_Description of the task_.
Your output must consist solely of the lines from the one containing "Annotate the crown" through the end of the records, reproduced exactly.

Location labeling records

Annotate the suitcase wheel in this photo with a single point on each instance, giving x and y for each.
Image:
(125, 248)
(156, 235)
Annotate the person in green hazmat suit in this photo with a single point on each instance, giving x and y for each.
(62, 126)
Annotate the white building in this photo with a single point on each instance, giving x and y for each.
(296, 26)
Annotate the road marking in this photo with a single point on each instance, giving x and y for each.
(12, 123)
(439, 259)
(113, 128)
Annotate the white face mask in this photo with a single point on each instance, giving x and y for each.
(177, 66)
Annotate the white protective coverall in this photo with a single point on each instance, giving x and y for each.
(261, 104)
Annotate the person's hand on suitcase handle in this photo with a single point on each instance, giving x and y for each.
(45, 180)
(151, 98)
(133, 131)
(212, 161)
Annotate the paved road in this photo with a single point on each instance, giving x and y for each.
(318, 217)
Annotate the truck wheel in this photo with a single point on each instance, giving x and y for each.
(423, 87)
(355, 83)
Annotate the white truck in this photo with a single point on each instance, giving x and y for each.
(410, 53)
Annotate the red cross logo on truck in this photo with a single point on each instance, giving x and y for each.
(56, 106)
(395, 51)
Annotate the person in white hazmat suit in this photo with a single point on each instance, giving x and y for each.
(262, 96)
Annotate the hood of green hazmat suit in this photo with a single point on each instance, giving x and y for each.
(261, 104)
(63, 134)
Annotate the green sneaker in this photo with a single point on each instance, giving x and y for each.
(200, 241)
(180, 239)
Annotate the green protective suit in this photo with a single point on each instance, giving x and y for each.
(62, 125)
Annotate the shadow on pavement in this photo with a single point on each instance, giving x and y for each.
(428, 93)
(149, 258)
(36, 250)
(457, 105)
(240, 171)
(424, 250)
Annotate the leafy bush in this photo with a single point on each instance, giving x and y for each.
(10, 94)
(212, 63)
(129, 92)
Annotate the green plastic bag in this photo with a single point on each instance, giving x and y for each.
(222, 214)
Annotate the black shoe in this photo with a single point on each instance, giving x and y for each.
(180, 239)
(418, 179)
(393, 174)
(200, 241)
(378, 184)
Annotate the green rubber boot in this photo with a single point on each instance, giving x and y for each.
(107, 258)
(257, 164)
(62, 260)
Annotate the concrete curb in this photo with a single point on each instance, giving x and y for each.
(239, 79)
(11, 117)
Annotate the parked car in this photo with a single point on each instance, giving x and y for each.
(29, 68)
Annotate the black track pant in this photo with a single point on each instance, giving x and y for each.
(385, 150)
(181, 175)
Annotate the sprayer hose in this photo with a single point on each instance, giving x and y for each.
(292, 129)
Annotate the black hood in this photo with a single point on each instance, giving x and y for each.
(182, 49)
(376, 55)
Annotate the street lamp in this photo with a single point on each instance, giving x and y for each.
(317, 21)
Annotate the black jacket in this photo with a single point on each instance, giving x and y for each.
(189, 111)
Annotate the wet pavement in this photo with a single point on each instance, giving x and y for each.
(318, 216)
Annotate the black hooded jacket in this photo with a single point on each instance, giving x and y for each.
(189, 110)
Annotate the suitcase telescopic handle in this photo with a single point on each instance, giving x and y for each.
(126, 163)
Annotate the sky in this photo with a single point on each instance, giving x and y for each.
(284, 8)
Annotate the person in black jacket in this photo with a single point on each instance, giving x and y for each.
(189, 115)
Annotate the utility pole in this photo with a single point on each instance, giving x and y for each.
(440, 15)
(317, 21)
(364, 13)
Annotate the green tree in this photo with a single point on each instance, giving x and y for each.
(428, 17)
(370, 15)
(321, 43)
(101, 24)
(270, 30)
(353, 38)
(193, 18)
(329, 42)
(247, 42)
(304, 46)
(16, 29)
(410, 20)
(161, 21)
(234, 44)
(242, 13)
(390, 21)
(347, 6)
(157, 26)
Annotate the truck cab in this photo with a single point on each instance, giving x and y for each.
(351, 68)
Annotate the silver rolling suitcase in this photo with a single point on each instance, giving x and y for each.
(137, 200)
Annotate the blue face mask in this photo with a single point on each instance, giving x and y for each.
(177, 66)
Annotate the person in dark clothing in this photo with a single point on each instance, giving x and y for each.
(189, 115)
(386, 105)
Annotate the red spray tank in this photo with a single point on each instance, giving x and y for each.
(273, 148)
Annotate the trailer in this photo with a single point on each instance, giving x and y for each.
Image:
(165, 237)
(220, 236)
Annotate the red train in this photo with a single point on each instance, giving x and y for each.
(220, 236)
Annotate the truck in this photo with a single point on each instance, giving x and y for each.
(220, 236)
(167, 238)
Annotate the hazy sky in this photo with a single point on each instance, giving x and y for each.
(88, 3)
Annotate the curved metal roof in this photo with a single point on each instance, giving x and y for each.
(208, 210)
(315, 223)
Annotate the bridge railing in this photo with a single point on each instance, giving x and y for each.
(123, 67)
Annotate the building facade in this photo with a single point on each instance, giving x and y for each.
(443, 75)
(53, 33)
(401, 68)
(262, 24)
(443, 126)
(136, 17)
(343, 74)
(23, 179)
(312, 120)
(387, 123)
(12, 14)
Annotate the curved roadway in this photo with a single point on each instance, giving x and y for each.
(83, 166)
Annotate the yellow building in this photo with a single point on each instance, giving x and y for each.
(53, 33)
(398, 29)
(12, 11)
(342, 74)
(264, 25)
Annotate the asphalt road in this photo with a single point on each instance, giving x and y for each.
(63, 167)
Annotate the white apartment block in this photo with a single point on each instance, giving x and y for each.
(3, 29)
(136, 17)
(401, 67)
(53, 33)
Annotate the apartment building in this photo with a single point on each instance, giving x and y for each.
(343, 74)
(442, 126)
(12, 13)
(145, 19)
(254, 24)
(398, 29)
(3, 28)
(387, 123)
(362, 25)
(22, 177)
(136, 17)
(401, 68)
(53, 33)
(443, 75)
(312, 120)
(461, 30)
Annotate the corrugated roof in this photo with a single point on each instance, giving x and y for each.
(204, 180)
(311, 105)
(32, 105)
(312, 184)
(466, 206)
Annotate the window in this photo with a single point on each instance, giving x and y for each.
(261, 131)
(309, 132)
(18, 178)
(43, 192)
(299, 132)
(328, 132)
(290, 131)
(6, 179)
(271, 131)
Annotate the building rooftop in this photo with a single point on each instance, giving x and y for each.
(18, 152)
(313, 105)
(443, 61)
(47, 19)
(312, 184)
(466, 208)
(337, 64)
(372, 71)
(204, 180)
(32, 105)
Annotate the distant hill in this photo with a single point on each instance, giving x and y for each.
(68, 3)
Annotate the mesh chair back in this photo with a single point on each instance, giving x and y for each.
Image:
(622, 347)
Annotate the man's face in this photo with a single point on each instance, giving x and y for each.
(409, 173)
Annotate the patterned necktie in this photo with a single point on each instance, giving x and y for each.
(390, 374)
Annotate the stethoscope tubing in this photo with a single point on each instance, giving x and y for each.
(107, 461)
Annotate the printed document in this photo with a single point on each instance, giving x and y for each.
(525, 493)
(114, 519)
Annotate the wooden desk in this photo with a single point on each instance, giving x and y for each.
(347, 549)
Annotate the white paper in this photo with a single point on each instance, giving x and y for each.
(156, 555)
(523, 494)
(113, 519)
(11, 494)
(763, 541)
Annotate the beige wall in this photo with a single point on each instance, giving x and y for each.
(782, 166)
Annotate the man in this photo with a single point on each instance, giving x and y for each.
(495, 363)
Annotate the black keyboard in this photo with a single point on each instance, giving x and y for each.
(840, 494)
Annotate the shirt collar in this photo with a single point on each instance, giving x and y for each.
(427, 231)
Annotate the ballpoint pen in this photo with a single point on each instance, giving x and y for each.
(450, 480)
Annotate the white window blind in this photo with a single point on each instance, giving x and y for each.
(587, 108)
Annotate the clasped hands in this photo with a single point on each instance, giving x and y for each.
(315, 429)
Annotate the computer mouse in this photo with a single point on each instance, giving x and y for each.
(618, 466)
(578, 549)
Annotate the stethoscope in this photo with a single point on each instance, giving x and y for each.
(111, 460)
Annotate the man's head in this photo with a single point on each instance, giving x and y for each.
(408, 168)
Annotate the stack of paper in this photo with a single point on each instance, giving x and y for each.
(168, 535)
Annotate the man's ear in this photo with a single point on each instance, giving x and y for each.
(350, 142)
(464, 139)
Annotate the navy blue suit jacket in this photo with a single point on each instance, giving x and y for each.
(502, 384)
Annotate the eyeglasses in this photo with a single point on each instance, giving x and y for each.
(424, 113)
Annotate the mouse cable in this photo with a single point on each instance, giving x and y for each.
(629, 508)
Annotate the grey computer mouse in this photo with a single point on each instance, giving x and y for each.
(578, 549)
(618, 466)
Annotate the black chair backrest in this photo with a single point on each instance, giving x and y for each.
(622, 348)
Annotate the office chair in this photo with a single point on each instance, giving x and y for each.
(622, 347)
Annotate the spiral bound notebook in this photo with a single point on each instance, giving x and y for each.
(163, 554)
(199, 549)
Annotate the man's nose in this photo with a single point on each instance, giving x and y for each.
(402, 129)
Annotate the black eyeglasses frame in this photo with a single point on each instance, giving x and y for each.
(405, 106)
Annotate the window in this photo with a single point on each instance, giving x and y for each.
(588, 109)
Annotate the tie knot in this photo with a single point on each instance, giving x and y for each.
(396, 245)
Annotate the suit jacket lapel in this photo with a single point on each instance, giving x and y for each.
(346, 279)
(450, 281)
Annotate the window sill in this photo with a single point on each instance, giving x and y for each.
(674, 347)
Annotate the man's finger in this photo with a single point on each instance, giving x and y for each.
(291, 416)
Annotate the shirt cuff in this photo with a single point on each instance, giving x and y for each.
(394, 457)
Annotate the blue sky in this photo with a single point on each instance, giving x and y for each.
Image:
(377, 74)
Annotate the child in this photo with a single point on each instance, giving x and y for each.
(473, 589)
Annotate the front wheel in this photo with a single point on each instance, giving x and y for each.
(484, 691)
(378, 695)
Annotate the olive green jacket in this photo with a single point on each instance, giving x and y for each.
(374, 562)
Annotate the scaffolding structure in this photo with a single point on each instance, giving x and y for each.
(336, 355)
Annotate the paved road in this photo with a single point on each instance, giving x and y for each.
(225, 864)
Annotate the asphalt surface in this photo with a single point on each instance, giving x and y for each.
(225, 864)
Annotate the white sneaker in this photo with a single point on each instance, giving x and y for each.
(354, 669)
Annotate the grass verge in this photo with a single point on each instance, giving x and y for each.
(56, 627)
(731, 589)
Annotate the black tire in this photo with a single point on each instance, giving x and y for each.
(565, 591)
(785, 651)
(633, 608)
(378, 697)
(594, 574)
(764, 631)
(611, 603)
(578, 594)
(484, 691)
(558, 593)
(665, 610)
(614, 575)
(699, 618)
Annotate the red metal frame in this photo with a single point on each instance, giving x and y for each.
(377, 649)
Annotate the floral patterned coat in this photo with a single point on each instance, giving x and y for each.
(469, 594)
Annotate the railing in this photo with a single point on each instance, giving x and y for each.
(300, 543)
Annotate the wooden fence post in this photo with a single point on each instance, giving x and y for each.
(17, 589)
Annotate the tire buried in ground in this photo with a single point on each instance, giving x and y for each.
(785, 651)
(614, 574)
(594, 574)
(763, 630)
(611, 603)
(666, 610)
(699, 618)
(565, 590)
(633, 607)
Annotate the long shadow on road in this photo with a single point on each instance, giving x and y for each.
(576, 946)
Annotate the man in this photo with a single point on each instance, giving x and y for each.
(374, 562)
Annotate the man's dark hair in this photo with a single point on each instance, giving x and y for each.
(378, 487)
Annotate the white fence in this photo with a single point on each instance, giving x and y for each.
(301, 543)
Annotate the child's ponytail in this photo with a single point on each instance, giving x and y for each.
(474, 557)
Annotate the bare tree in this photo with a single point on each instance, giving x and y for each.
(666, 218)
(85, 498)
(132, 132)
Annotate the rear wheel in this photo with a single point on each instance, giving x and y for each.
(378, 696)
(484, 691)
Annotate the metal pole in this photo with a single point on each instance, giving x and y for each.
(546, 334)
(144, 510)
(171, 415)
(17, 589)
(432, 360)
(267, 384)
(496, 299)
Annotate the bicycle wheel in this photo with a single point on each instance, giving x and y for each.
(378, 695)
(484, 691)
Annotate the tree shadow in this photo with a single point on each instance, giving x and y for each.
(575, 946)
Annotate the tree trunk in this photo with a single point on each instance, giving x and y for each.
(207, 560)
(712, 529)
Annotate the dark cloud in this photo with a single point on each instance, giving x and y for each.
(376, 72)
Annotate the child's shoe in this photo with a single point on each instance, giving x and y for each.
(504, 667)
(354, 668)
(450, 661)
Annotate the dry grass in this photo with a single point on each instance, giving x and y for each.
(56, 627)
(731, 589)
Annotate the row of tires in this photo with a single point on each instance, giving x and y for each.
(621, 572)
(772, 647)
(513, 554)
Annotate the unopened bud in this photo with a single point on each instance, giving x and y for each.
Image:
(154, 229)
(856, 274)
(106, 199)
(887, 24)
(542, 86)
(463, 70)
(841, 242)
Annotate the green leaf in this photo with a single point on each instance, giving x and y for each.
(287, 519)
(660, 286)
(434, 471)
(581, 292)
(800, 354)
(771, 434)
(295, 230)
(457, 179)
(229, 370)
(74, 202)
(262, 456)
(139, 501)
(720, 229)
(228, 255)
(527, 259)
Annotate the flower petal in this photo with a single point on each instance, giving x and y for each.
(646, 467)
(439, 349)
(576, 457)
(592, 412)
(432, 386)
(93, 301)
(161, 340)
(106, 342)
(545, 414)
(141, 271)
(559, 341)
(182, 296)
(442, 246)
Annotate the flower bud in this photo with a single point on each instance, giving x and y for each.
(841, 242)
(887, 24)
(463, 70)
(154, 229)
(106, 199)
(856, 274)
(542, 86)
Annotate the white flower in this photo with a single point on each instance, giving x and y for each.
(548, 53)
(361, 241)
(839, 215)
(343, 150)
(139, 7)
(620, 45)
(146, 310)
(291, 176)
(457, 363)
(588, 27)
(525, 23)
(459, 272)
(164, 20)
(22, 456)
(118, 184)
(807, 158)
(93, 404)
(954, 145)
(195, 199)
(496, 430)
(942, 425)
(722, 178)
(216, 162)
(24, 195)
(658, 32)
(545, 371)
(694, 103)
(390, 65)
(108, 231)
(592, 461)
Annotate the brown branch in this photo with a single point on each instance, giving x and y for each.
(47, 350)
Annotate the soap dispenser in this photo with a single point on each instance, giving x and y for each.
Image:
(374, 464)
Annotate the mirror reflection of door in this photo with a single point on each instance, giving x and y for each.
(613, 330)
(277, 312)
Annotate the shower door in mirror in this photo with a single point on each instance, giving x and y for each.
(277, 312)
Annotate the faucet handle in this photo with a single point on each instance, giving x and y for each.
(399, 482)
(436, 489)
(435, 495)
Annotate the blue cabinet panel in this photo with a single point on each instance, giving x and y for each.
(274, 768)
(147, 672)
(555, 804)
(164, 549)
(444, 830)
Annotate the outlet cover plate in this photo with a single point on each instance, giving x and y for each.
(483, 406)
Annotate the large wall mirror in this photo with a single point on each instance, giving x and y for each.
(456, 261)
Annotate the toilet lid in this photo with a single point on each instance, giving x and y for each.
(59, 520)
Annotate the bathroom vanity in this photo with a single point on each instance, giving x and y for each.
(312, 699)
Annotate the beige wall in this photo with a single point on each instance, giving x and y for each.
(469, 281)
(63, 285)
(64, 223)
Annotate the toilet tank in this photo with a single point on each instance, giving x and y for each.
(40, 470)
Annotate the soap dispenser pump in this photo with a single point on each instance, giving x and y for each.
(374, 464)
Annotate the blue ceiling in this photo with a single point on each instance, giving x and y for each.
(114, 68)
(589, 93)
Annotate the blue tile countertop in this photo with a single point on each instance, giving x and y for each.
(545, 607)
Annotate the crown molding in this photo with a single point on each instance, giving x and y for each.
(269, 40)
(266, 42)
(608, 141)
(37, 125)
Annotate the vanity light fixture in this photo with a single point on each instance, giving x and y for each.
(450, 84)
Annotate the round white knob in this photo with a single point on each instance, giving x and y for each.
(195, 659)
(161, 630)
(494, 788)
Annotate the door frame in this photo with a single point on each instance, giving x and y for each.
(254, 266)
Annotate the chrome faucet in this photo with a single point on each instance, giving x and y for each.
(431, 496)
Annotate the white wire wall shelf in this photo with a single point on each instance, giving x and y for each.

_Response to the task_.
Annotate the crown molding in this photo with a single point on each instance, giving x and y for each.
(269, 40)
(266, 42)
(608, 141)
(37, 125)
Annotate the vanity light fixture in this photo with a single point on each instance, giving x and y for each.
(450, 84)
Annotate the round white knob in this photo with a single point on each instance, giving x and y for each.
(195, 659)
(161, 630)
(494, 788)
Annotate the door frame in this photo with a single point on each instance, giving x and y for each.
(254, 266)
Annotate the chrome faucet in this photo with a single point on each instance, giving x and y for each.
(431, 496)
Annotate the white wire wall shelf in this photo with a single point on each instance, giving x and y for each.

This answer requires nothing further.